Stated goal: Can you retype the data below word for word, starting with its very first line and ending after the line that contains "[[82, 201, 218, 295]]", with both of those lines included?

(Stored items)
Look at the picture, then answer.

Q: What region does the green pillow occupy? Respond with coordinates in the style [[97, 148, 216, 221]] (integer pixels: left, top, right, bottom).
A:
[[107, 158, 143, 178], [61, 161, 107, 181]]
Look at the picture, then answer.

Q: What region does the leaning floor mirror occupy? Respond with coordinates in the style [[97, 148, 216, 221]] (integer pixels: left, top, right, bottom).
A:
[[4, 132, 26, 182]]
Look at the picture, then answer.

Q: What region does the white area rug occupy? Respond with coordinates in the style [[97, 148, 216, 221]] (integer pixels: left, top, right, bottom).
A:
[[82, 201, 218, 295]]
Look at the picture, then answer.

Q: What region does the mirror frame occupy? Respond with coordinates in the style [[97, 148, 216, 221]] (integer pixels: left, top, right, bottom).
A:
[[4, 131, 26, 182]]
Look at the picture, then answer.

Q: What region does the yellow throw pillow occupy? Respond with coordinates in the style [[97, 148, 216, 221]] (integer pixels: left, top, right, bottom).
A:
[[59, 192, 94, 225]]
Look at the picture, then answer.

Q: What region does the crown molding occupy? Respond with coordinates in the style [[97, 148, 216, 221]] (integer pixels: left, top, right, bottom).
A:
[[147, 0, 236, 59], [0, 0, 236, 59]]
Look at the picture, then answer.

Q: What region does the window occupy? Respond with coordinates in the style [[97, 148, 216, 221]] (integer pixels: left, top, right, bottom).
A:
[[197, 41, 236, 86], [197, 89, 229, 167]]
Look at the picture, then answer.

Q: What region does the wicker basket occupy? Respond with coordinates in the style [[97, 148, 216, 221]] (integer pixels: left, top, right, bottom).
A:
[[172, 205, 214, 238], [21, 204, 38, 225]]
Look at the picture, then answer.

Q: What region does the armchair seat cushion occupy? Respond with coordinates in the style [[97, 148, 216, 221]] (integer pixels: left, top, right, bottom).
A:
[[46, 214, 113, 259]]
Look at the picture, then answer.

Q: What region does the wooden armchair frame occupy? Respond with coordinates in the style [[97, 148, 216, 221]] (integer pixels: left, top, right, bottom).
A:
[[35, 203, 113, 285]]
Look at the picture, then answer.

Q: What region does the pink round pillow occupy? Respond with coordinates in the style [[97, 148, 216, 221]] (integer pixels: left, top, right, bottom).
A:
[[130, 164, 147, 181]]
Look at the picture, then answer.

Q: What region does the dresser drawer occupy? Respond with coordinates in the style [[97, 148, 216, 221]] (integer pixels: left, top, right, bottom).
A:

Solution to the problem:
Look at the picture, then answer.

Q: What region does the green pillow occupy? Respond with coordinates in the style [[97, 148, 216, 221]] (integer pixels: left, top, right, bottom).
A:
[[107, 158, 143, 178], [61, 161, 107, 181]]
Look at the picture, then answer.

Q: What region does the leaning floor mirror occupy? Respond with coordinates in the style [[97, 148, 216, 221]] (integer pixels: left, top, right, bottom).
A:
[[4, 132, 26, 182]]
Look at the picture, then answer.

Q: What region does the white area rug occupy? Respond with coordinates in the style [[97, 148, 216, 221]] (integer pixels: left, top, right, bottom).
A:
[[82, 201, 218, 295]]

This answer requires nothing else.